Everything from the line with "Query: wooden trunk" to the end of the data is to be retyped exactly, and nothing else.

________________

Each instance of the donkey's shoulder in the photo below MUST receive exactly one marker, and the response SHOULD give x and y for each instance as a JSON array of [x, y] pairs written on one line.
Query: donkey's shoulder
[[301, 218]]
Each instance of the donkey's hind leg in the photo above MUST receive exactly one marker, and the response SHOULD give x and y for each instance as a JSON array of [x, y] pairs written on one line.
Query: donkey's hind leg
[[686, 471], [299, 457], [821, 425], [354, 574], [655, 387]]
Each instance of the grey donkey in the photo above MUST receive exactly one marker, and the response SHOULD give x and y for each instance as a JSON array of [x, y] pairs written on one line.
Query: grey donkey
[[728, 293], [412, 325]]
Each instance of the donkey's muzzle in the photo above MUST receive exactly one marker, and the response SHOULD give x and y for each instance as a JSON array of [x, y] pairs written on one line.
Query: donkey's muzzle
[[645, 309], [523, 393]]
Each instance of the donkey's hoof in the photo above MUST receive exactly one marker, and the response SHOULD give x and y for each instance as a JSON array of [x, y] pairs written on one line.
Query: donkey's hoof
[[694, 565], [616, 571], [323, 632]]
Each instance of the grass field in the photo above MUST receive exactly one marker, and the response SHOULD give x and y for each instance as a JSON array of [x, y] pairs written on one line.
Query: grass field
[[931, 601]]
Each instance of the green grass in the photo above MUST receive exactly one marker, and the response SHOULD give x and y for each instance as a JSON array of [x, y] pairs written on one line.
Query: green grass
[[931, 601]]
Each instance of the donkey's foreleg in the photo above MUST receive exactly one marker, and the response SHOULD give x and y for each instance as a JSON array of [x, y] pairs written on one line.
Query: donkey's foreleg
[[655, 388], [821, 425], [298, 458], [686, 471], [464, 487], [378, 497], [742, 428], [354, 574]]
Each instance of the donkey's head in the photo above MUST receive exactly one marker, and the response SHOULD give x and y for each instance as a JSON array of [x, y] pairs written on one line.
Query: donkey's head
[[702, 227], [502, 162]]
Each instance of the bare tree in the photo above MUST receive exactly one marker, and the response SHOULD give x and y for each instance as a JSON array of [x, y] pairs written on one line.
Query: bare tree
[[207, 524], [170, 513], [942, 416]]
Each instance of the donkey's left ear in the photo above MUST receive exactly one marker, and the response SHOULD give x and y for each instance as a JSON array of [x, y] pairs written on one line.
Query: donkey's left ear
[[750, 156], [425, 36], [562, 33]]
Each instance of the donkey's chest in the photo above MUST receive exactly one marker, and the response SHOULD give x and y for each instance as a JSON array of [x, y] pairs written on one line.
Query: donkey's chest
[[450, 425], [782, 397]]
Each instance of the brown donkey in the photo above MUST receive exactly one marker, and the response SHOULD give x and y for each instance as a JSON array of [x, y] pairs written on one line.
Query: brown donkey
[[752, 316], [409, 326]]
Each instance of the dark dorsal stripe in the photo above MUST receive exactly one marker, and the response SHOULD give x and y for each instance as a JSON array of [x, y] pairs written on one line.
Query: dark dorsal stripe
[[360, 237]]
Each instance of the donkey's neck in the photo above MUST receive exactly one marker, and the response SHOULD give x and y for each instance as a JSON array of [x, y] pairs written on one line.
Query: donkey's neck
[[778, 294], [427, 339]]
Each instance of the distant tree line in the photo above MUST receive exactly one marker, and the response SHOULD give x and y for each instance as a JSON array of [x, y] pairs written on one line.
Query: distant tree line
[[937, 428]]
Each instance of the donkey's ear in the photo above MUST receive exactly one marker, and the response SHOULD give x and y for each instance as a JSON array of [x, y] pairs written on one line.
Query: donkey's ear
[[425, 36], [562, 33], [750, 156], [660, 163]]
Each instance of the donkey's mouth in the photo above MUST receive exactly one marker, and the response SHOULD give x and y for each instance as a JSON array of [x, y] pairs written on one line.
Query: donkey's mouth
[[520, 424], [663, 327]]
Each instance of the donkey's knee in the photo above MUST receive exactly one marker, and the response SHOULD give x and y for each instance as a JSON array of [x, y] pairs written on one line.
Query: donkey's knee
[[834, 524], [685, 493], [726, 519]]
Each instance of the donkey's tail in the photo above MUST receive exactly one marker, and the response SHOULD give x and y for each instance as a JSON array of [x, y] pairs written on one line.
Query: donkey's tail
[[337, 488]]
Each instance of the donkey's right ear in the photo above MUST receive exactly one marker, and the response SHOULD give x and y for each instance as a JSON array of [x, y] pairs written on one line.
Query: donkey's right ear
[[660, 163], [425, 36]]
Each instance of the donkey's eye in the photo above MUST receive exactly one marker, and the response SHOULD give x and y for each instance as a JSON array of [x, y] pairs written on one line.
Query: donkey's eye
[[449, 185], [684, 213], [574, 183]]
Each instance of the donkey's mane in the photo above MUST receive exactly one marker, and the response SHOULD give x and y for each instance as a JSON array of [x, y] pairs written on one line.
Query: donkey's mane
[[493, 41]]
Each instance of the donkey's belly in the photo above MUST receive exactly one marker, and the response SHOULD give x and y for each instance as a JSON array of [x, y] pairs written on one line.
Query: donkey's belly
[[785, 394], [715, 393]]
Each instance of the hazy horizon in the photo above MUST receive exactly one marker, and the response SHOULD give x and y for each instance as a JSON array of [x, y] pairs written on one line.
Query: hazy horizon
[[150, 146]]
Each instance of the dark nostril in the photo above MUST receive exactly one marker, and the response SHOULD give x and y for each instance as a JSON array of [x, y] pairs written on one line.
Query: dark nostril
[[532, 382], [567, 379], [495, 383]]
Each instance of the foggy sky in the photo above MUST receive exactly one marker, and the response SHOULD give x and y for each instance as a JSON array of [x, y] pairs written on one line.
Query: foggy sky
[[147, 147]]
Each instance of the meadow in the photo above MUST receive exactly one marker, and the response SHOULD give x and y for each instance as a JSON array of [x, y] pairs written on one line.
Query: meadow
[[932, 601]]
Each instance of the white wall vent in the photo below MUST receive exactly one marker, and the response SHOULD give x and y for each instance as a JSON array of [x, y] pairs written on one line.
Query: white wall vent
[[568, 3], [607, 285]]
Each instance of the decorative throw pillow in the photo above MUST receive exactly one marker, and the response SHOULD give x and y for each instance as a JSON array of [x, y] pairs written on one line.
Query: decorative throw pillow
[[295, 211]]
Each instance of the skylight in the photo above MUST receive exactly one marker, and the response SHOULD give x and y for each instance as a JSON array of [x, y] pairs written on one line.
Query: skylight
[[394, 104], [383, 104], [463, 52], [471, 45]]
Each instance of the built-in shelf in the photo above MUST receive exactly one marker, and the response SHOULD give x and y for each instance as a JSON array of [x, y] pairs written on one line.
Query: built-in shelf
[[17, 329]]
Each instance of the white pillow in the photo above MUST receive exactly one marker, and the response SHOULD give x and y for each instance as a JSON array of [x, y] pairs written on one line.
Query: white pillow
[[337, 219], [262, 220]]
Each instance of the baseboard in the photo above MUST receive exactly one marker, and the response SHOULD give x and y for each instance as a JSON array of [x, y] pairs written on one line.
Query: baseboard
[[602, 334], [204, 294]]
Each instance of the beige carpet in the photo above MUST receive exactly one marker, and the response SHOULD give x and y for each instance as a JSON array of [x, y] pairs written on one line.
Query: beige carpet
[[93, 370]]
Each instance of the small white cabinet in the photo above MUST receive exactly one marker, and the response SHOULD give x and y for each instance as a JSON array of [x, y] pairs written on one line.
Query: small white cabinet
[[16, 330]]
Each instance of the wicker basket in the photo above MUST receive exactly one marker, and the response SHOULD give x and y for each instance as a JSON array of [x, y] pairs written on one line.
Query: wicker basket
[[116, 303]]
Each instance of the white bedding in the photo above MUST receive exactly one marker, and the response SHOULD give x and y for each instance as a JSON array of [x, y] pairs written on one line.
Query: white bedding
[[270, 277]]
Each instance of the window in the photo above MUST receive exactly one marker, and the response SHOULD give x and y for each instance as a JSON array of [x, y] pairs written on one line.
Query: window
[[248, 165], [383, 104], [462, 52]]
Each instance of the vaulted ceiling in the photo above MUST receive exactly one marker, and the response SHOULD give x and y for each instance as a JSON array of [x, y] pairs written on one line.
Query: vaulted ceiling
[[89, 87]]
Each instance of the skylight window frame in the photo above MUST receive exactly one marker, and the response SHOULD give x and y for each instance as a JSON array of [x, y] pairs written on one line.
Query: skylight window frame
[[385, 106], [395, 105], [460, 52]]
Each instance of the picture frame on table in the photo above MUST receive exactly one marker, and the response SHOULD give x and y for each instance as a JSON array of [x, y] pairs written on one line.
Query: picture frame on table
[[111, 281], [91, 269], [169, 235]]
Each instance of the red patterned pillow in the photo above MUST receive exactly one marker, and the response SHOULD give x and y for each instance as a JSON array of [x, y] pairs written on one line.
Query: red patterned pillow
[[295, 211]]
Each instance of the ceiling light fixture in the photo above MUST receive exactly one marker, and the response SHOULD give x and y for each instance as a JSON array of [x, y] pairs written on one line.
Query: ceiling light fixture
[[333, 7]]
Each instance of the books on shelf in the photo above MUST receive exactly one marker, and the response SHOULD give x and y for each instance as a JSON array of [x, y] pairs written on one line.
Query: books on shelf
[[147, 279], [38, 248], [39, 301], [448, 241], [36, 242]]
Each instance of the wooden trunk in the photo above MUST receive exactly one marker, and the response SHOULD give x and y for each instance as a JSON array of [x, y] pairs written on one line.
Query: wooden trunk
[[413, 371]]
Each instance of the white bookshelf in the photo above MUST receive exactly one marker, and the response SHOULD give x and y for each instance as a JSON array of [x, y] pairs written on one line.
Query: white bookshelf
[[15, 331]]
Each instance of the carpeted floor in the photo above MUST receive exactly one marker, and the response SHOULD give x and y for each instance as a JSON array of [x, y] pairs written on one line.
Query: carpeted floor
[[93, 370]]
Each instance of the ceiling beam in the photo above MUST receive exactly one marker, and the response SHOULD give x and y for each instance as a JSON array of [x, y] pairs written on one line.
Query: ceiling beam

________________

• **The answer**
Query: wooden trunk
[[413, 371]]
Each instance of the white bookshelf in the photo above MUST receive exactly one marker, and the response SHOULD give x and y for each instance as a JSON array of [x, y] pairs written on one line.
Query: white bookshelf
[[15, 331]]
Each instance of the carpeted floor in the photo above MUST receive exactly one marker, and the response SHOULD give x and y for each instance as a JSON array of [x, y] pairs written on one line.
Query: carpeted floor
[[93, 370]]
Each instance of the ceiling beam in the photo above MUST receive exactly one marker, and the response SHOULD give x and y for each instance as a JSON array of [x, y] pairs written on one line.
Query: ceiling beam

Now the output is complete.